*PROVIDED TEXT*.
Begin

ValveSoftware / Proton

Compatibility tool for Steam Play based on Wine and additional components
Other
23.96k stars 1.05k forks source link

Games crash on launch w/ NVIDIA and AMD drivers/hardware loaded/enabled at the same time. #6222

Open jhnphm opened 1 year ago

jhnphm commented 1 year ago

I'm using VFIO for the occasional incompatible windows game. All games seem to not complete startup w/ Proton 5.13+ (tried 7.x, experimental, etc) whenever the NVIDIA card is bound to the host. My main display is being run off of the AMD iGPU and I'm launching w/ prime-run steam. This problem manifests with or without prime-run though. If I unbind the NVIDIA card proton runs fine. Versions of proton < 5.13 also run fine.

Issue seems similar to https://github.com/ValveSoftware/Proton/issues/6180

I'm using Arch Linux, Ryzen 5700G, nVidia 3070

Logs attached:

slr-app837470-t20221007T121808.log steam-837470.log sysinfo.log

Console log:

/bin/sh\0-c\0PROTON_LOG=1 /home/john/.local/share/Steam/ubuntu12_32/reaper SteamLaunch AppId=837470 -- /home/john/.local/share/Steam/ubuntu12_32/steam-launch-wrapper -- '/home/john/.local/share/Steam/steamapps/common/SteamLinuxRuntime_soldier'/_v2-entry-point --verb=waitforexitandrun -- '/home/john/.local/share/Steam/steamapps/common/Proton 5.13'/proton waitforexitandrun  '/home/john/.local/share/Steam/steamapps/common/Untitled Goose Game/Untitled.exe'\0
Game process added : AppID 837470 "PROTON_LOG=1 /home/john/.local/share/Steam/ubuntu12_32/reaper SteamLaunch AppId=837470 -- /home/john/.local/share/Steam/ubuntu12_32/steam-launch-wrapper -- '/home/john/.local/share/Steam/steamapps/common/SteamLinuxRuntime_soldier'/_v2-entry-point --verb=waitforexitandrun -- '/home/john/.local/share/Steam/steamapps/common/Proton 5.13'/proton waitforexitandrun  '/home/john/.local/share/Steam/steamapps/common/Untitled Goose Game/Untitled.exe'", ProcID 14418, IP 0.0.0.0:0
chdir /home/john/.local/share/Steam/steamapps/common/Untitled Goose Game
ERROR: ld.so: object '/home/john/.local/share/Steam/ubuntu12_32/gameoverlayrenderer.so' from LD_PRELOAD cannot be preloaded (wrong ELF class: ELFCLASS32): ignored.

End

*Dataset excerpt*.
Begin

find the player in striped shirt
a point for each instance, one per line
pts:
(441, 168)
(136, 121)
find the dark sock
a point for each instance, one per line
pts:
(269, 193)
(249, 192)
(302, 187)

End

*AIM*. Reproduce the full Proton issue report from above word for word, including every line.

*THE SOLUTION*.
ValveSoftware / Proton

Compatibility tool for Steam Play based on Wine and additional components
Other
23.96k stars 1.05k forks source link

Games crash on launch w/ NVIDIA and AMD drivers/hardware loaded/enabled at the same time. #6222

Open jhnphm opened 1 year ago

jhnphm commented 1 year ago

I'm using VFIO for the occasional incompatible windows game. All games seem to not complete startup w/ Proton 5.13+ (tried 7.x, experimental, etc) whenever the NVIDIA card is bound to the host. My main display is being run off of the AMD iGPU and I'm launching w/ prime-run steam. This problem manifests with or without prime-run though. If I unbind the NVIDIA card proton runs fine. Versions of proton < 5.13 also run fine.

Issue seems similar to https://github.com/ValveSoftware/Proton/issues/6180

I'm using Arch Linux, Ryzen 5700G, nVidia 3070

Logs attached:

slr-app837470-t20221007T121808.log steam-837470.log sysinfo.log

Console log:

/bin/sh\0-c\0PROTON_LOG=1 /home/john/.local/share/Steam/ubuntu12_32/reaper SteamLaunch AppId=837470 -- /home/john/.local/share/Steam/ubuntu12_32/steam-launch-wrapper -- '/home/john/.local/share/Steam/steamapps/common/SteamLinuxRuntime_soldier'/_v2-entry-point --verb=waitforexitandrun -- '/home/john/.local/share/Steam/steamapps/common/Proton 5.13'/proton waitforexitandrun  '/home/john/.local/share/Steam/steamapps/common/Untitled Goose Game/Untitled.exe'\0
Game process added : AppID 837470 "PROTON_LOG=1 /home/john/.local/share/Steam/ubuntu12_32/reaper SteamLaunch AppId=837470 -- /home/john/.local/share/Steam/ubuntu12_32/steam-launch-wrapper -- '/home/john/.local/share/Steam/steamapps/common/SteamLinuxRuntime_soldier'/_v2-entry-point --verb=waitforexitandrun -- '/home/john/.local/share/Steam/steamapps/common/Proton 5.13'/proton waitforexitandrun  '/home/john/.local/share/Steam/steamapps/common/Untitled Goose Game/Untitled.exe'", ProcID 14418, IP 0.0.0.0:0
chdir /home/john/.local/share/Steam/steamapps/common/Untitled Goose Game
ERROR: ld.so: object '/home/john/.local/share/Steam/ubuntu12_32/gameoverlayrenderer.so' from LD_PRELOAD cannot be preloaded (wrong ELF class: ELFCLASS32): ignored.